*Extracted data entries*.
§ §

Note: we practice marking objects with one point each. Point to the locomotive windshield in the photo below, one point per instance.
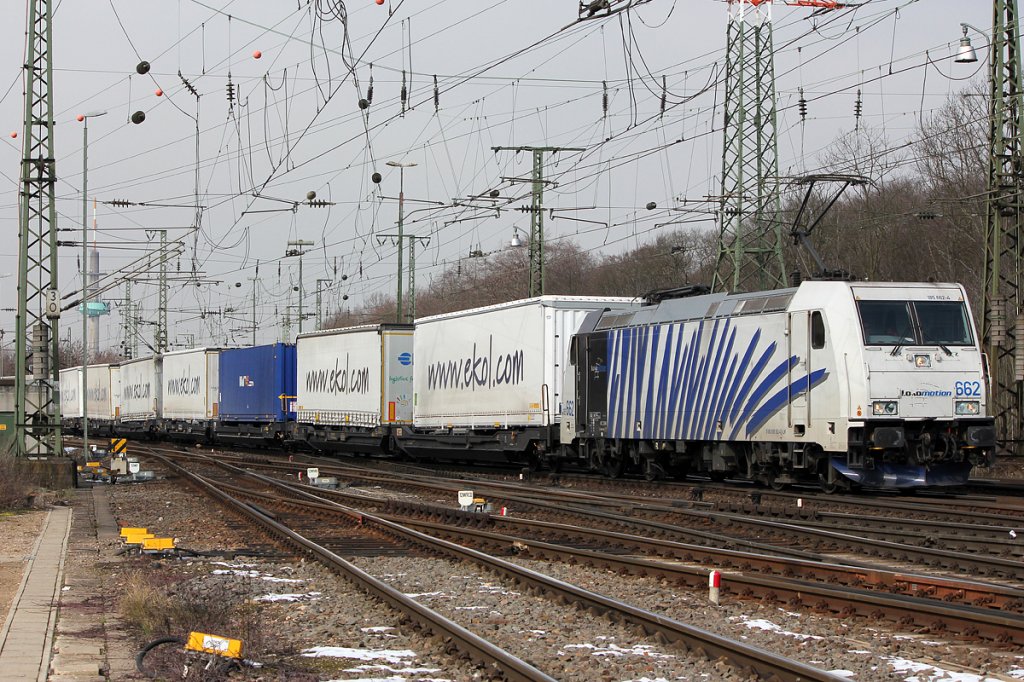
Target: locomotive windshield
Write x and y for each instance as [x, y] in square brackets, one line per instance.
[914, 323]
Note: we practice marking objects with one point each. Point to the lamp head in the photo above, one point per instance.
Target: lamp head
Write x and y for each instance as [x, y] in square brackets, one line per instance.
[966, 53]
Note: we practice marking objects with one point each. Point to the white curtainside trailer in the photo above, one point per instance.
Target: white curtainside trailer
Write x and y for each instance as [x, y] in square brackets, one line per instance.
[140, 394]
[71, 396]
[353, 386]
[491, 378]
[190, 383]
[99, 394]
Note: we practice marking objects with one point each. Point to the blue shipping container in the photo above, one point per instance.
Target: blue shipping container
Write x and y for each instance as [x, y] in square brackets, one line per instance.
[253, 381]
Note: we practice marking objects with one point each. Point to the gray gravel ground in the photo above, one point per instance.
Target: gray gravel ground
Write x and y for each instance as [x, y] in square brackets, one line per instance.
[560, 640]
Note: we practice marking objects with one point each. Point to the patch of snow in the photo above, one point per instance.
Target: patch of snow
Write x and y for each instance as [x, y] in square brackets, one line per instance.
[388, 669]
[390, 655]
[922, 672]
[255, 573]
[489, 588]
[236, 571]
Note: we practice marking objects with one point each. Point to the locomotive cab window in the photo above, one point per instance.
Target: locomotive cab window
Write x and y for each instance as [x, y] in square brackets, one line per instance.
[817, 331]
[886, 323]
[914, 323]
[943, 323]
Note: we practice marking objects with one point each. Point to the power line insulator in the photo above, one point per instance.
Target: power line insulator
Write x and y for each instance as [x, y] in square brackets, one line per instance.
[404, 91]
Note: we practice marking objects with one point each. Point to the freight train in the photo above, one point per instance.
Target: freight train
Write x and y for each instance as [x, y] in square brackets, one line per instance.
[841, 384]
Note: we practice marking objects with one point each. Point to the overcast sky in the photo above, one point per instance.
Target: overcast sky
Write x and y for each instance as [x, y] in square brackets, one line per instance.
[509, 72]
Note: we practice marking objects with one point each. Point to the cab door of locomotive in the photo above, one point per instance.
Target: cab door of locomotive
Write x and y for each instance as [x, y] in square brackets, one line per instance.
[592, 382]
[799, 375]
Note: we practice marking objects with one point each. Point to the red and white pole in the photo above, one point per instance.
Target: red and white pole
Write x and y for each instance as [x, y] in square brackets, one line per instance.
[714, 586]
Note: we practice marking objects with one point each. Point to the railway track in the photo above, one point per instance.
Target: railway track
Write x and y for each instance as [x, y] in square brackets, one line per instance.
[842, 599]
[744, 658]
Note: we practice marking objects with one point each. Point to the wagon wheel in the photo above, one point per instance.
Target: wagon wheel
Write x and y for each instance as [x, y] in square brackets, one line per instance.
[651, 469]
[613, 465]
[773, 481]
[828, 487]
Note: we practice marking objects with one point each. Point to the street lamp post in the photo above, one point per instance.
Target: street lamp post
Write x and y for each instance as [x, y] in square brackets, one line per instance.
[401, 207]
[295, 249]
[84, 394]
[320, 309]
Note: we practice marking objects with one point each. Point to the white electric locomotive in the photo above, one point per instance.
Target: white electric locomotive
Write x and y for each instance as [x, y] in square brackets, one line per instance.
[843, 383]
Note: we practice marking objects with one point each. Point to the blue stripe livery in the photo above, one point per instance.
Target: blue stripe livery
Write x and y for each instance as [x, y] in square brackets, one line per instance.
[667, 382]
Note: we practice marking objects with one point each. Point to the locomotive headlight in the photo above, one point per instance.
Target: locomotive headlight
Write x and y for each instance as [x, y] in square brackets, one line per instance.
[885, 408]
[967, 407]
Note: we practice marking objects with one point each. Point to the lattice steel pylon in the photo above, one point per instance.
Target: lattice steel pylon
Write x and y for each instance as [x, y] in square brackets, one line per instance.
[37, 402]
[1003, 324]
[750, 253]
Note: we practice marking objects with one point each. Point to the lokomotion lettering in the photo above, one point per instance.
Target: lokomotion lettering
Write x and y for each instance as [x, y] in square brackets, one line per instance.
[478, 371]
[339, 380]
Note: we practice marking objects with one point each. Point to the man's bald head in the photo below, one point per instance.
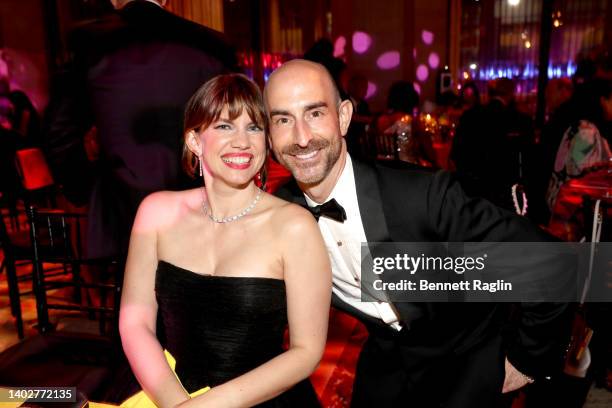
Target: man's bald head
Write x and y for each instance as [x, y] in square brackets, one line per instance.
[300, 69]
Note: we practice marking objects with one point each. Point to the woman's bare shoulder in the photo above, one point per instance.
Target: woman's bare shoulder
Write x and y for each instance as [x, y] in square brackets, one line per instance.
[164, 208]
[291, 218]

§ §

*Stated problem*. Extract exactly the lines from the one containing "to the street" through the last line of the records above, both included, and leave out the pictures.

*Exercise solution*.
Note: we practice marking objects with one point each. Point to the street lamp post in the photo above, one point per instance.
Target: street lamp post
Write x and y for each instance as [x, y] in square brackets, one line per instance.
[401, 207]
[295, 249]
[84, 394]
[320, 309]
Note: we practice marking objects with one point each. Point to the white electric locomotive in the photo above, one point per instance.
Target: white electric locomotive
Write x and y for each instance as [x, y] in square brackets, one line per instance.
[843, 383]
Note: we practice marking objects with one point each. Point to the blue stripe livery in the photo above, one point per instance.
Target: blue stripe livery
Write x and y for each instance as [x, y] in square brackets, one line per instance.
[667, 382]
Note: we practice marking objects with one point each. Point to the locomotive headlight in the photo above, one point per instance.
Target: locomotive headlight
Write x and y for each instance as [x, y] in square brackets, one line per instance.
[885, 408]
[967, 407]
Note: we practice marking objects with one point each. Point to the lattice steel pylon in the photo above, one point per instance.
Target: lattice steel pylon
Write x and y for each instance as [x, y] in square brackets, one line per instance.
[37, 402]
[1003, 324]
[750, 253]
Note: we practice marking objects with one point each. Point to the lokomotion lettering in the photo above, one point per instance.
Target: lokomotion lettering
Write x and y for each instance as [x, y] in square brackets, one line per instance.
[478, 371]
[339, 380]
Note: we practice marking objects with one point each. Point to the man's bald head in the photo below, one point per instance.
Target: man's bald head
Write x and y for each instance as [x, y] in square brackets, one line per instance.
[300, 69]
Note: we practice marking objects with one point each. Point to the woman's bare shoulder in the photo above, one point per instance.
Target: woman's bare shoulder
Write x and y for each instance as [x, y] in square brackets, one line per instance.
[164, 208]
[291, 218]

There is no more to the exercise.